### Data to examine
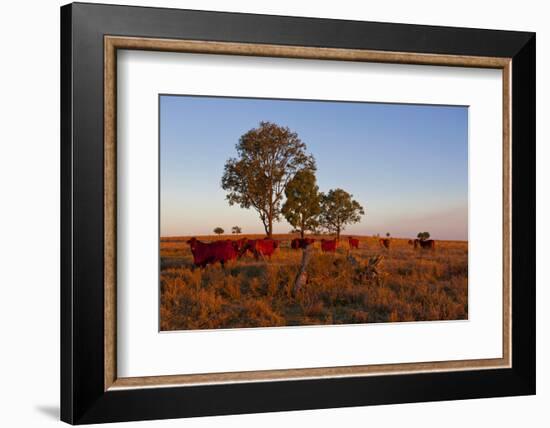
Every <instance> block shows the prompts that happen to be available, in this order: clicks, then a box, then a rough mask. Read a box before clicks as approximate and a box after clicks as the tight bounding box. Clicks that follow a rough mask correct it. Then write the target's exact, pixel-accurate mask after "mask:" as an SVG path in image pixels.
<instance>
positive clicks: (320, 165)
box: [159, 95, 468, 240]
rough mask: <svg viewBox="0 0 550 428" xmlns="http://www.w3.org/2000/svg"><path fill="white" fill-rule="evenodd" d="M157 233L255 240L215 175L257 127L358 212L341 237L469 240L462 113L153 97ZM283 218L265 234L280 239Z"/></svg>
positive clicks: (462, 119) (169, 96) (219, 175)
mask: <svg viewBox="0 0 550 428" xmlns="http://www.w3.org/2000/svg"><path fill="white" fill-rule="evenodd" d="M159 104H160V116H159V117H160V230H161V236H191V235H212V234H213V229H214V228H215V227H218V226H219V227H222V228H223V229H224V230H225V233H226V234H230V233H231V227H232V226H240V227H241V228H242V229H243V233H244V234H252V233H264V229H263V225H262V223H261V221H260V219H259V216H258V214H257V213H256V211H254V210H252V209H250V210H246V209H242V208H240V207H239V206H229V204H228V203H227V201H226V199H225V191H224V190H223V189H222V188H221V177H222V174H223V167H224V164H225V162H226V160H227V159H228V158H230V157H234V156H235V155H236V150H235V145H236V144H237V142H238V139H239V137H240V136H241V135H242V134H244V133H245V132H246V131H248V130H249V129H251V128H255V127H257V126H258V124H259V122H260V121H271V122H275V123H277V124H278V125H282V126H288V127H289V128H290V129H291V130H292V131H295V132H297V133H298V135H299V137H300V138H301V139H302V141H303V142H304V143H305V144H306V145H307V152H308V153H311V154H313V156H314V157H315V159H316V162H317V172H316V176H317V184H318V185H319V188H320V190H321V191H323V192H326V191H328V190H330V189H334V188H337V187H340V188H343V189H344V190H346V191H348V192H349V193H352V194H353V196H354V199H356V200H357V201H358V202H359V203H360V204H361V205H363V207H364V208H365V216H363V218H362V220H361V222H360V223H358V224H354V225H350V226H347V227H346V229H345V230H344V231H343V234H354V235H373V234H377V233H379V234H380V235H384V234H385V233H386V232H389V233H391V235H392V236H395V237H414V236H416V234H417V233H418V232H420V231H428V232H430V234H431V236H432V237H433V238H434V239H449V240H467V239H468V108H467V107H465V106H432V105H410V104H409V105H406V104H380V103H366V102H364V103H363V102H361V103H357V102H331V101H302V100H276V99H255V98H229V97H226V98H224V97H199V96H177V95H161V96H160V102H159ZM291 229H292V227H291V226H290V225H289V224H288V223H287V222H286V221H284V220H282V221H280V222H277V223H274V233H288V232H289V231H290V230H291Z"/></svg>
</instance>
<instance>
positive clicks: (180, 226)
mask: <svg viewBox="0 0 550 428" xmlns="http://www.w3.org/2000/svg"><path fill="white" fill-rule="evenodd" d="M159 146H160V147H159V151H160V169H159V171H160V172H159V173H160V189H159V193H160V225H159V229H160V233H159V240H160V245H159V256H160V273H159V275H160V278H159V287H160V291H159V293H160V298H159V304H160V311H159V312H160V320H159V321H160V330H161V331H177V330H202V329H229V328H253V327H283V326H312V325H337V324H366V323H381V322H384V323H388V322H414V321H442V320H446V321H449V320H466V319H468V107H467V106H453V105H420V104H418V105H417V104H385V103H369V102H346V101H329V100H294V99H261V98H239V97H217V96H190V95H180V94H161V95H159Z"/></svg>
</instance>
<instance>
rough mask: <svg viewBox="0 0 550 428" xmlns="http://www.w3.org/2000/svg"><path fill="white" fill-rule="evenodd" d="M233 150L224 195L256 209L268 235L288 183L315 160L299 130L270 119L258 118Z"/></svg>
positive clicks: (224, 178)
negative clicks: (295, 176) (293, 131)
mask: <svg viewBox="0 0 550 428" xmlns="http://www.w3.org/2000/svg"><path fill="white" fill-rule="evenodd" d="M236 150H237V157H235V158H230V159H228V160H227V162H226V163H225V168H224V174H223V177H222V183H221V184H222V188H223V189H224V190H226V191H227V195H226V199H227V200H228V202H229V204H230V205H235V204H236V205H239V206H241V207H242V208H246V209H249V208H253V209H255V210H256V211H257V212H258V214H259V216H260V220H261V221H262V223H263V225H264V229H265V232H266V234H267V235H268V236H271V235H272V233H273V221H278V220H279V218H280V215H281V202H282V198H283V192H284V191H285V188H286V186H287V184H288V183H289V182H290V180H292V178H293V177H294V175H295V174H296V173H297V172H298V171H300V170H302V169H309V170H315V160H314V158H313V156H311V155H308V154H307V153H306V145H305V144H304V143H303V142H302V141H301V140H300V138H298V134H296V133H295V132H292V131H291V130H290V129H288V128H287V127H282V126H278V125H276V124H274V123H270V122H260V126H259V127H258V128H254V129H251V130H249V131H248V132H246V133H245V134H244V135H242V136H241V137H240V139H239V142H238V144H237V145H236Z"/></svg>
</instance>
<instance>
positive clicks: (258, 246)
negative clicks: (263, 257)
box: [245, 238, 279, 259]
mask: <svg viewBox="0 0 550 428" xmlns="http://www.w3.org/2000/svg"><path fill="white" fill-rule="evenodd" d="M277 248H279V241H277V240H275V239H269V238H264V239H251V240H249V241H247V242H246V244H245V249H246V250H248V251H250V252H251V253H252V254H253V255H254V257H255V258H256V259H258V258H259V257H260V256H267V257H269V258H271V255H272V254H273V253H274V252H275V250H276V249H277Z"/></svg>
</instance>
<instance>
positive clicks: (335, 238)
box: [321, 238, 338, 253]
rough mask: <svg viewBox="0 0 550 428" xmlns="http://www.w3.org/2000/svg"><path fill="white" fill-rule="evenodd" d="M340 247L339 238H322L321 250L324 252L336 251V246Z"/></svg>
mask: <svg viewBox="0 0 550 428" xmlns="http://www.w3.org/2000/svg"><path fill="white" fill-rule="evenodd" d="M337 247H338V239H337V238H334V239H321V250H323V251H324V252H327V251H329V252H331V253H333V252H335V251H336V248H337Z"/></svg>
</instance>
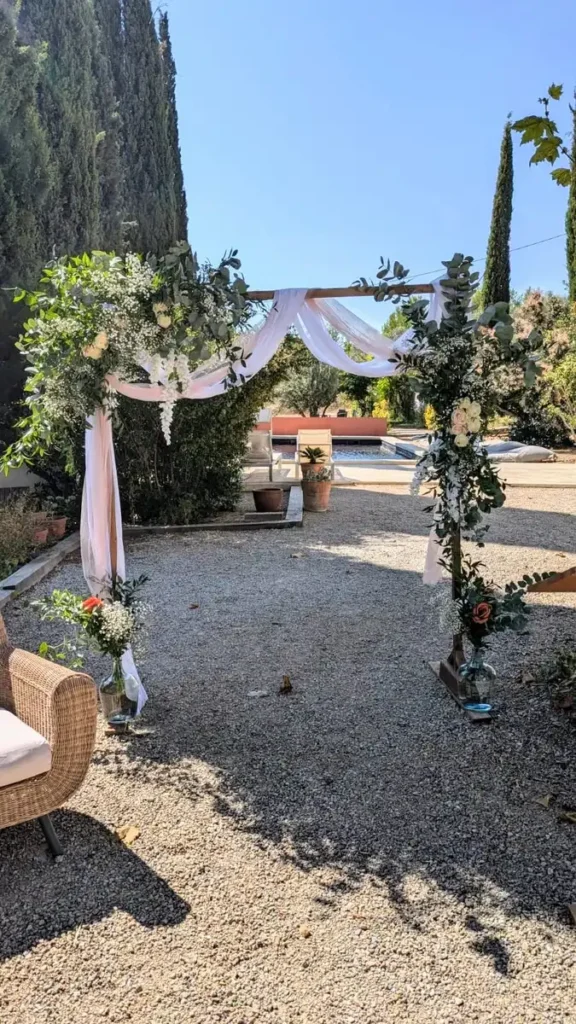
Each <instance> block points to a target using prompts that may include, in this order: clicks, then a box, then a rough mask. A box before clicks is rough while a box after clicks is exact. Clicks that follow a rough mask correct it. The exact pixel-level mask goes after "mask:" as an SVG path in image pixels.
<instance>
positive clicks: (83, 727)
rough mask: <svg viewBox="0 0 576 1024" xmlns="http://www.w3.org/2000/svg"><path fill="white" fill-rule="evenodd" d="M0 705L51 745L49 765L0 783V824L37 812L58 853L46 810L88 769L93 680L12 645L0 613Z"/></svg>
mask: <svg viewBox="0 0 576 1024" xmlns="http://www.w3.org/2000/svg"><path fill="white" fill-rule="evenodd" d="M0 708H2V709H4V710H5V711H9V712H11V713H12V714H13V715H15V716H16V717H17V718H18V719H20V721H23V722H25V723H26V724H27V725H29V726H31V728H33V729H35V730H36V732H38V733H40V734H41V736H44V737H45V738H46V739H47V741H48V743H49V744H50V748H51V767H50V769H49V771H46V772H44V774H41V775H36V776H34V777H33V778H28V779H25V780H24V781H20V782H14V783H13V784H11V785H3V786H0V828H5V827H7V826H8V825H14V824H18V823H19V822H22V821H29V820H30V819H32V818H39V819H40V824H41V825H42V828H43V831H44V835H45V837H46V840H47V842H48V845H49V847H50V849H51V851H52V853H53V854H54V855H58V854H61V852H63V850H61V847H60V845H59V842H58V840H57V837H56V835H55V831H54V828H53V825H52V823H51V821H50V818H49V817H48V815H49V814H50V812H51V811H53V810H55V809H56V808H57V807H60V806H61V804H64V802H65V801H66V800H68V798H69V797H71V796H72V794H73V793H75V792H76V790H78V788H79V786H80V784H81V783H82V781H83V779H84V776H85V774H86V771H87V770H88V765H89V763H90V758H91V756H92V751H93V749H94V733H95V726H96V689H95V686H94V683H93V681H92V680H91V679H90V677H89V676H86V675H83V674H82V673H77V672H72V671H71V670H70V669H65V668H63V667H61V666H59V665H53V664H52V663H50V662H46V660H45V659H44V658H41V657H38V655H37V654H31V653H29V652H28V651H24V650H17V649H14V648H13V647H11V646H10V645H9V643H8V638H7V636H6V631H5V628H4V623H3V621H2V616H1V615H0Z"/></svg>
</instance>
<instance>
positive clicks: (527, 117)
mask: <svg viewBox="0 0 576 1024" xmlns="http://www.w3.org/2000/svg"><path fill="white" fill-rule="evenodd" d="M563 91H564V89H563V86H562V85H553V84H552V85H550V86H549V87H548V91H547V94H546V95H545V96H540V97H539V99H538V102H539V103H541V104H542V106H543V110H544V113H543V114H540V115H538V114H531V115H529V116H528V117H526V118H521V119H520V120H519V121H515V122H513V124H512V126H511V127H512V131H516V132H519V133H520V134H521V136H522V137H521V145H532V146H533V147H534V153H533V154H532V157H531V158H530V163H531V164H542V163H548V164H556V162H557V161H558V160H560V158H561V157H564V158H565V159H566V160H567V161H568V167H566V166H565V167H557V168H554V170H553V171H550V175H551V177H552V178H553V180H554V181H556V183H557V184H559V185H562V186H563V187H566V186H568V185H569V184H570V181H571V178H572V172H573V171H574V158H573V156H572V154H571V153H570V151H569V148H568V146H567V144H566V142H565V140H564V138H563V136H562V135H561V133H560V130H559V127H558V124H557V122H556V121H554V120H553V118H552V117H551V116H550V101H554V102H556V101H558V100H559V99H560V98H561V96H562V94H563ZM569 110H570V112H571V114H572V115H574V109H573V108H572V106H571V105H570V104H569Z"/></svg>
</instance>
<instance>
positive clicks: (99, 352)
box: [82, 345, 102, 359]
mask: <svg viewBox="0 0 576 1024" xmlns="http://www.w3.org/2000/svg"><path fill="white" fill-rule="evenodd" d="M82 355H85V356H86V358H87V359H101V357H102V350H101V348H98V347H97V346H96V345H86V347H85V348H83V349H82Z"/></svg>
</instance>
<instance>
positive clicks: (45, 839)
mask: <svg viewBox="0 0 576 1024" xmlns="http://www.w3.org/2000/svg"><path fill="white" fill-rule="evenodd" d="M38 820H39V822H40V827H41V828H42V831H43V833H44V839H45V840H46V843H47V844H48V847H49V849H50V853H51V854H52V857H63V856H64V847H63V846H61V844H60V841H59V839H58V837H57V836H56V830H55V828H54V826H53V824H52V819H51V818H50V815H49V814H43V815H42V816H41V817H40V818H38Z"/></svg>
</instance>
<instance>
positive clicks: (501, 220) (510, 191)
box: [483, 124, 513, 306]
mask: <svg viewBox="0 0 576 1024" xmlns="http://www.w3.org/2000/svg"><path fill="white" fill-rule="evenodd" d="M512 191H513V163H512V138H511V129H510V125H509V124H506V126H505V128H504V134H503V136H502V144H501V147H500V165H499V167H498V177H497V179H496V191H495V195H494V205H493V207H492V223H491V225H490V237H489V240H488V254H487V258H486V269H485V272H484V285H483V295H484V303H485V305H487V306H489V305H492V304H493V303H494V302H509V301H510V227H511V219H512Z"/></svg>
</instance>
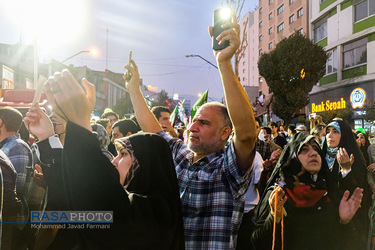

### Problem
Return the opening line of the data above and every line after it up to and including the line that holds "233L255 240L215 175L257"; pictures stay out.

### The completed task
Every <instance> block shows the prompts that happen to be available, in this order: clicks, then a box, then a rough mask. Read a box before clicks as approximate and a box after clicks as the tight bounding box. Clicks that follow a rough mask correct it. Then write the target's exact, pixel-accurate mask after "mask:" as an SVG path in image pixels.
<instance>
positive clicks: (320, 165)
box: [159, 95, 468, 240]
rough mask: <svg viewBox="0 0 550 428" xmlns="http://www.w3.org/2000/svg"><path fill="white" fill-rule="evenodd" d="M157 233L255 240L215 175L257 127L358 212L341 237L469 240L462 113L153 97ZM283 218L265 234L280 239Z"/></svg>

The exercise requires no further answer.